WHAT THE TASK ASKS - Copy all the records word for word, apart from any pictures.

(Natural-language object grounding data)
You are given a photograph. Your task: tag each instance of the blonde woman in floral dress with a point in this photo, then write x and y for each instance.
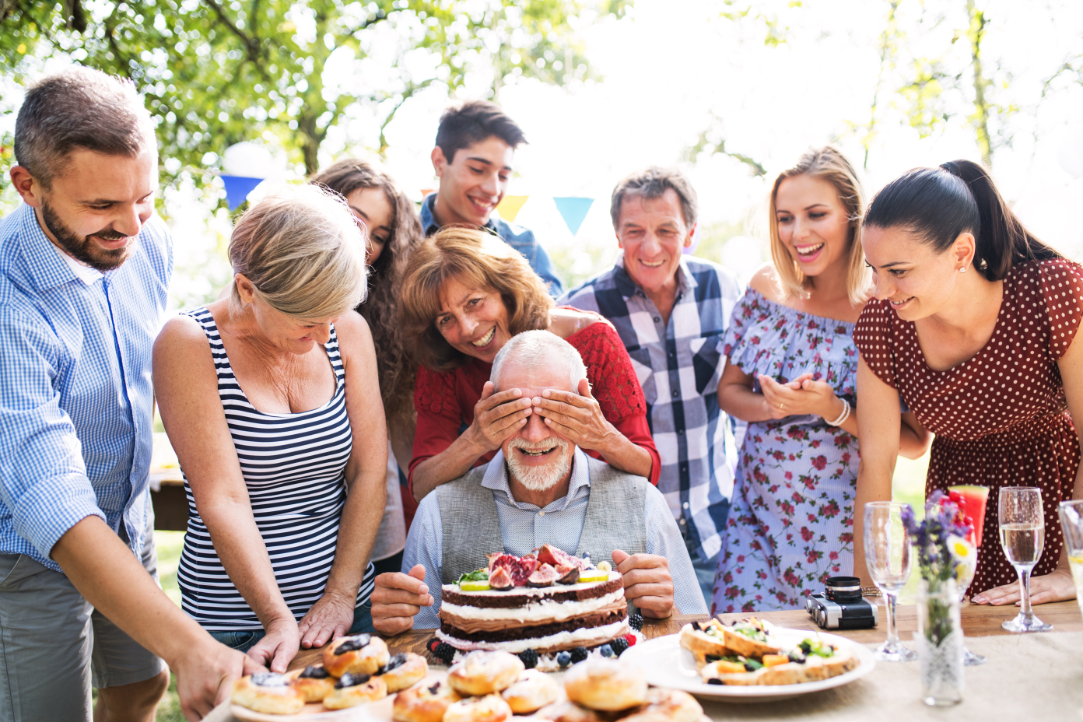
(791, 375)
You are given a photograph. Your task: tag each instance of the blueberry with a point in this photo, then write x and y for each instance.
(530, 658)
(444, 653)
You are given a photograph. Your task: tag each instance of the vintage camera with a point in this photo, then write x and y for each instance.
(842, 605)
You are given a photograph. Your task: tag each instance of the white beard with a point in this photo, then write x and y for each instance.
(540, 478)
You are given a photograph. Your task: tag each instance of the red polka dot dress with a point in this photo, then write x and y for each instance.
(1001, 418)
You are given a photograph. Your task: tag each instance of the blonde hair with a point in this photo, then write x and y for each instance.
(477, 259)
(302, 251)
(826, 162)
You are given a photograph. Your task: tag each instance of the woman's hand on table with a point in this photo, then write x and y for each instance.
(497, 416)
(329, 618)
(278, 646)
(396, 598)
(576, 417)
(1054, 587)
(647, 582)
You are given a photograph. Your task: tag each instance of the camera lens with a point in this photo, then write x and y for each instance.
(843, 589)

FINISHED EXERCISE -
You are given a photograph. Your task: tag each instance of the blonde woman in floral dress with a point in this photo, then write x and y for each instance.
(791, 375)
You are given a photograph. Your task: tag each instance of the blueberry with a point in this photo, then write x and y for each instance.
(530, 658)
(444, 653)
You are given a photograph. Your task: tag each instance of the vintage camera with a point in this photo, then write x and y for each instance.
(842, 605)
You are given a photograph. Your task: tag each instance of the white beard with a point in this photo, then write x and y for each instance.
(540, 478)
You are given a photograph. Your task: tag each instance of the red polka dot dress with a point in this photo, then write x and y for each instance.
(1001, 418)
You are given a photograph. Your task: tag each instance of the blonde hair with a point in this photo, then write x and y for each instance.
(477, 259)
(302, 251)
(826, 162)
You are given a photograph. Your task: tag each instance of the woman's hand on table with a point in this photo, then write x and y for each instance.
(497, 416)
(329, 618)
(278, 646)
(396, 598)
(576, 417)
(1054, 587)
(647, 582)
You are given a photograph. Your task: tag each instance of the camera lens with a point in this photo, then write x and y for each instance.
(843, 589)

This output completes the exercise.